Job: Gather every line below that contains the word "Query" and copy each of those lines in full.

Input data:
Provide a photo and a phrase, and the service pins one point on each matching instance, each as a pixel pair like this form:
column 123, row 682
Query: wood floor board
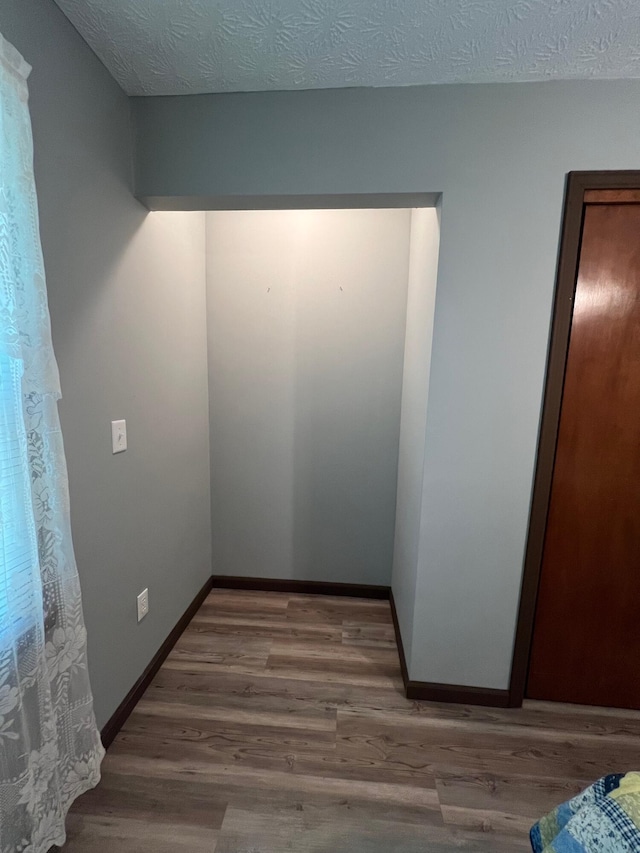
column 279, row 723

...

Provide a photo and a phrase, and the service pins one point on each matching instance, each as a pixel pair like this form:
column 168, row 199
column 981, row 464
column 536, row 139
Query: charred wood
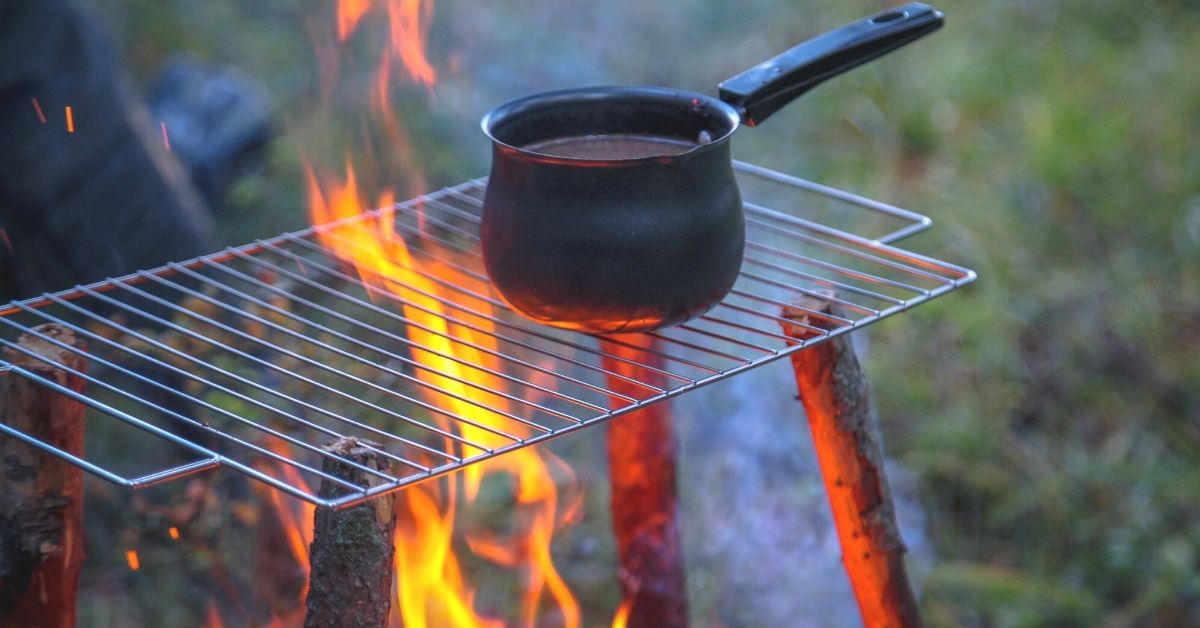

==

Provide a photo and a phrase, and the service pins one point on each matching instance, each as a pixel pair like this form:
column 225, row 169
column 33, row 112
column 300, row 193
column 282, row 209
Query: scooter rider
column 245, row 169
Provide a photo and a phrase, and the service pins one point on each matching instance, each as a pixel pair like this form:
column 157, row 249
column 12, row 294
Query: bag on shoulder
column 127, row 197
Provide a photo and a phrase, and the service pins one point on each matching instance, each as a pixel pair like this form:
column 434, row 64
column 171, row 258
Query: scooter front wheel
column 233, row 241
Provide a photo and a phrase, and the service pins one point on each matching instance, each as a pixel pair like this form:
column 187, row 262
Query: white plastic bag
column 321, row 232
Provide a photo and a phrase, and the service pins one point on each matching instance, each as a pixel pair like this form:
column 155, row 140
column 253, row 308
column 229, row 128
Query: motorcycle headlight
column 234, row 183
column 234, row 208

Answer for the task:
Query: wood floor board
Query: charred wood
Query: scooter rider
Query: bag on shoulder
Query: scooter front wheel
Query: white plastic bag
Query: motorcycle headlight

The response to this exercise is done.